--- Data for the task ---

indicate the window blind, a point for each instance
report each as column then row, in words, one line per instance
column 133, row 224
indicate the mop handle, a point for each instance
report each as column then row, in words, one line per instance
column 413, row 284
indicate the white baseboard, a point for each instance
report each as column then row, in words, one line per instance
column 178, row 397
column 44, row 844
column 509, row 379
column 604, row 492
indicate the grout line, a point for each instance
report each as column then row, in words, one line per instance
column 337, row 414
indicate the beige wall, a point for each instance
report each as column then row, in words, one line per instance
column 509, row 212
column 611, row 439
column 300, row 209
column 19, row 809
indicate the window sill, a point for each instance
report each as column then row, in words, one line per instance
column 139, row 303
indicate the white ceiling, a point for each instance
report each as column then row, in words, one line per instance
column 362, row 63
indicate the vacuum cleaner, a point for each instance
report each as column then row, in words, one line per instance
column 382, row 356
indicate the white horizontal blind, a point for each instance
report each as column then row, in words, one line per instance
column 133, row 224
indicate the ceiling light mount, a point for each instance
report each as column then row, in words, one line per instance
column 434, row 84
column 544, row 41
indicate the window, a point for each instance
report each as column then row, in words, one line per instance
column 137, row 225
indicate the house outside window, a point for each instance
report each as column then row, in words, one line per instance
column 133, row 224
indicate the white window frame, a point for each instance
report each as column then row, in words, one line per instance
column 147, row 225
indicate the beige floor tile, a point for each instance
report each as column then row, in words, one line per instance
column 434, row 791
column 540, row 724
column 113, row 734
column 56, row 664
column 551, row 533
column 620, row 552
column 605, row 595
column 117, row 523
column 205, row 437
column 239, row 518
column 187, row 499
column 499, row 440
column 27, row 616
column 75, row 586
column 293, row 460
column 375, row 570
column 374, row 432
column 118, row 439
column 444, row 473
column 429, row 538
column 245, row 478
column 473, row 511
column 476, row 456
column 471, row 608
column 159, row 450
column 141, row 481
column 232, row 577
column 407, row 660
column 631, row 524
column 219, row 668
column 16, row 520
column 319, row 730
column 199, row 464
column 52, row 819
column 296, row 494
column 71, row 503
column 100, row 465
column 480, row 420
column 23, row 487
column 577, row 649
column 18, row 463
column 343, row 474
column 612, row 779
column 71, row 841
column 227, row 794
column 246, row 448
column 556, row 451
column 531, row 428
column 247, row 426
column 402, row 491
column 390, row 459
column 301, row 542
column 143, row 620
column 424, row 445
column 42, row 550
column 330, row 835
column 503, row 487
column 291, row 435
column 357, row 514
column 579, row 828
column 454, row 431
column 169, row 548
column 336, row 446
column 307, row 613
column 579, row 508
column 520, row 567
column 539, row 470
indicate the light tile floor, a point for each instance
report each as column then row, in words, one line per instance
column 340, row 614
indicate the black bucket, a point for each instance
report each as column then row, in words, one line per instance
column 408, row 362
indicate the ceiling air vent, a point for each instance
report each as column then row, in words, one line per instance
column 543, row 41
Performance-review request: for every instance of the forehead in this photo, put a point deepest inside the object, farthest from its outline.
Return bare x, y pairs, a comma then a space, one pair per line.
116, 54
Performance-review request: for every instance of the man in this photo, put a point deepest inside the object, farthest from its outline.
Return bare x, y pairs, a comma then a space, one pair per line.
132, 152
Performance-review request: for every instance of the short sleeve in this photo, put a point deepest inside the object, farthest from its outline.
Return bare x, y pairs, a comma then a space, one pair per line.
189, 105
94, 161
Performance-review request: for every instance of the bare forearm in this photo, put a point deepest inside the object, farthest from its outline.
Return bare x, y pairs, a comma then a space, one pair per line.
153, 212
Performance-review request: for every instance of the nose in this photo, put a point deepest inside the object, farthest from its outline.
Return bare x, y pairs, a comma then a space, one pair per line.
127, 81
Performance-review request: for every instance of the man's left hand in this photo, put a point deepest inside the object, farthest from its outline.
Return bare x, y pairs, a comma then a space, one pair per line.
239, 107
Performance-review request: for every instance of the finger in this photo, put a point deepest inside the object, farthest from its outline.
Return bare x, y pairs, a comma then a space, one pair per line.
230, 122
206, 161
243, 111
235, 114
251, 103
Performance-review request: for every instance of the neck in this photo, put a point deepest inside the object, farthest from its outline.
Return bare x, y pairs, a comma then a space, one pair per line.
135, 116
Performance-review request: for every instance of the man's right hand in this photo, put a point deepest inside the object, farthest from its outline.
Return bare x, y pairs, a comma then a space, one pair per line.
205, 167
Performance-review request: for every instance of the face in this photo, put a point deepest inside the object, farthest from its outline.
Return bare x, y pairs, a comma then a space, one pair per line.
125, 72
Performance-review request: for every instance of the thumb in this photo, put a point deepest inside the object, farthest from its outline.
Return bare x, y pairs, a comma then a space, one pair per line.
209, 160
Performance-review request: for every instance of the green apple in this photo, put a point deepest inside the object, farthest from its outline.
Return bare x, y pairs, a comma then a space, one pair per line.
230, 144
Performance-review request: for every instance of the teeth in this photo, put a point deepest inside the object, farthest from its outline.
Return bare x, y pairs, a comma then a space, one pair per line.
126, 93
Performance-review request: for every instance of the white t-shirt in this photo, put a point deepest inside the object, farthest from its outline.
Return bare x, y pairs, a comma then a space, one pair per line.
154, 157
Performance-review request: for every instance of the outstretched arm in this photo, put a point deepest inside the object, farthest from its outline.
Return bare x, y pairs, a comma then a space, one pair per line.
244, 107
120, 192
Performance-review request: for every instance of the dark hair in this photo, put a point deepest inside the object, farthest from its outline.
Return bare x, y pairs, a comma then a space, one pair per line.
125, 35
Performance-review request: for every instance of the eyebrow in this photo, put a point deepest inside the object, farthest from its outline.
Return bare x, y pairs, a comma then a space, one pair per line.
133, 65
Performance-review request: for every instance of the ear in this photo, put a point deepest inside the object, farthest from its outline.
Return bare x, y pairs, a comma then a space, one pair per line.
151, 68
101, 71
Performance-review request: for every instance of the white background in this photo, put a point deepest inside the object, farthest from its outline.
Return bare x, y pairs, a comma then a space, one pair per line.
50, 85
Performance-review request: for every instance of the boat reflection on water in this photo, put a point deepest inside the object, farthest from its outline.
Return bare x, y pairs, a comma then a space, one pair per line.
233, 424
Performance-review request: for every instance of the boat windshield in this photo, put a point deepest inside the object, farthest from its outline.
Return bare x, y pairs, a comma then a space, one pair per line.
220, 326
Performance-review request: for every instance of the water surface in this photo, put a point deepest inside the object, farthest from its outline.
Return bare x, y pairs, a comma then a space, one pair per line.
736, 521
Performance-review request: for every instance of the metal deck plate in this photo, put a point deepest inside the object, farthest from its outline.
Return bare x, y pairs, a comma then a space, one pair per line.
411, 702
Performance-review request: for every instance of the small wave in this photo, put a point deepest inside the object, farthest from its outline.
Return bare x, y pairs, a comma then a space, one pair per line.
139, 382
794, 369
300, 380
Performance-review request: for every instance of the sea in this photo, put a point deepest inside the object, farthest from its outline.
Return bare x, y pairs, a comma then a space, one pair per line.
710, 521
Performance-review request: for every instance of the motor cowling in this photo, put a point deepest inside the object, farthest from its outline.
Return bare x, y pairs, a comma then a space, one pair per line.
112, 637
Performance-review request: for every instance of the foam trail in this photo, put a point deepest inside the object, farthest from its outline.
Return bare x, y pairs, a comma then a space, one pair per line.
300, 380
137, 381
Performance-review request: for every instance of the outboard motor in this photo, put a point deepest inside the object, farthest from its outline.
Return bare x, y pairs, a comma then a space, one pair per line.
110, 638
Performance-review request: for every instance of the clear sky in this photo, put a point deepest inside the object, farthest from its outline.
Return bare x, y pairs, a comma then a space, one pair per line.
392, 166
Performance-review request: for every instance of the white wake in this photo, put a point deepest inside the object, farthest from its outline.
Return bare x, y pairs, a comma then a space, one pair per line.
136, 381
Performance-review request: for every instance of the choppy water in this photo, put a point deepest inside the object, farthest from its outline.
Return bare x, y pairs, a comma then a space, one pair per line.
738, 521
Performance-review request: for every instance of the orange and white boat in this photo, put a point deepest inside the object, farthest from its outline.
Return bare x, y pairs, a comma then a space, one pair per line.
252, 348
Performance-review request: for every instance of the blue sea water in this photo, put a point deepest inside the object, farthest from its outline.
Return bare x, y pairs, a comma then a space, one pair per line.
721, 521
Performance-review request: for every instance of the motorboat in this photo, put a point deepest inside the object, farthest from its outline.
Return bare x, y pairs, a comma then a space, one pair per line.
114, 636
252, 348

---

What you should do: Change "mop handle" to "broom handle" in the part of the material that runs from its first line through the line containing "column 413, row 284", and give back only that part with nothing else altered.

The response:
indicate the window blind, a point for each instance
report each as column then row, in words, one line per instance
column 133, row 224
indicate the broom handle, a point for each instance
report each as column then row, in words, one line per instance
column 413, row 284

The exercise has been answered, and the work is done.